[start Extracted data]
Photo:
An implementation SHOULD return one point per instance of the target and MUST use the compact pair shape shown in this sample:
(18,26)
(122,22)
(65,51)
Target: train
[end Extracted data]
# Set problem
Copy every line of the data above word for word.

# The response
Photo:
An implementation SHOULD return one point per instance of the target and MUST use the compact pair shape shown in this sample:
(18,26)
(122,22)
(65,51)
Target: train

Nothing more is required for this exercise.